# Directions for this task:
Copy the data. Keep every character as given.

┌──

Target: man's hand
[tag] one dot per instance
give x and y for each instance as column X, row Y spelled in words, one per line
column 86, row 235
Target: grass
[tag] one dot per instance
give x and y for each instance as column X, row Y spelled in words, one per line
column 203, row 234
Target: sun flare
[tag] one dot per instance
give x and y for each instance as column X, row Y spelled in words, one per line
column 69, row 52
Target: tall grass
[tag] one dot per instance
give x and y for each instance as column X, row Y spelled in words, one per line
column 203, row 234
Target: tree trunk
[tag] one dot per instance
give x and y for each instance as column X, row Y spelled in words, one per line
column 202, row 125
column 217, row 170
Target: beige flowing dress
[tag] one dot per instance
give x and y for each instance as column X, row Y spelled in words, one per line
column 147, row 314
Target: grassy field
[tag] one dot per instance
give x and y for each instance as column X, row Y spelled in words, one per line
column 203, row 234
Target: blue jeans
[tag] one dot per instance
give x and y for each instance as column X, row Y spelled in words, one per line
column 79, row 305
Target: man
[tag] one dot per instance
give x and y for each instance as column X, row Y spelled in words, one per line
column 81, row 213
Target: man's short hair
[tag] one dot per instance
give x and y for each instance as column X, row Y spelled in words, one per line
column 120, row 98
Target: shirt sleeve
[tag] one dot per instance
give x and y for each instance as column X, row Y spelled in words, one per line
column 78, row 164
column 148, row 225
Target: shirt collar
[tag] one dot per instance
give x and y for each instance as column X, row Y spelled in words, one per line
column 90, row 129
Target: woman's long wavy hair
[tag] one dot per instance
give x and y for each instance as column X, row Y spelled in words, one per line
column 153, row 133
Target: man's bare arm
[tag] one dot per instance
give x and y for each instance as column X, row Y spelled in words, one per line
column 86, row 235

└──

# Problem solution:
Target: man's hand
[tag] one dot per instance
give x and y for each instance as column X, row Y spelled in words, one per line
column 86, row 235
Target: grass
[tag] one dot per instance
give x and y for each instance as column X, row Y spelled in words, one per line
column 203, row 234
Target: sun flare
[tag] one dot per instance
give x and y for each instance as column X, row Y spelled in words, one per line
column 69, row 52
Target: tall grass
[tag] one dot per instance
give x and y for each instance as column X, row Y spelled in words, one per line
column 203, row 234
Target: tree trunk
[tag] one dot per instance
give x and y for each instance as column X, row Y spelled in words, one per line
column 202, row 125
column 217, row 170
Target: beige flowing dress
[tag] one dot per instance
give x and y for each instance as column X, row Y spelled in words, one per line
column 147, row 314
Target: grassy field
[tag] one dot per instance
give x and y for each instance as column X, row Y spelled in words, one per line
column 203, row 234
Target: blue jeans
[tag] one dot per instance
give x and y for each instance as column X, row Y spelled in words, one per line
column 79, row 305
Target: man
[tag] one dot per instance
give x and y for each instance as column X, row Y spelled in words, one per line
column 81, row 213
Target: man's short hair
[tag] one dot per instance
give x and y for each instance as column X, row Y spelled in words, one per line
column 120, row 98
Target: shirt sleeve
[tag] one dot per instance
give x and y for each instance as column X, row Y spelled in words, one per line
column 78, row 164
column 148, row 225
Target: shirt collar
[tag] one dot per instance
give x and y for each instance as column X, row Y spelled in words, one per line
column 90, row 129
Target: woman's long wavy hair
[tag] one dot per instance
give x and y for each instance as column X, row Y spelled in words, one per line
column 153, row 133
Target: man's bare arm
[tag] one dot per instance
give x and y for each instance as column X, row Y spelled in words, one per line
column 86, row 235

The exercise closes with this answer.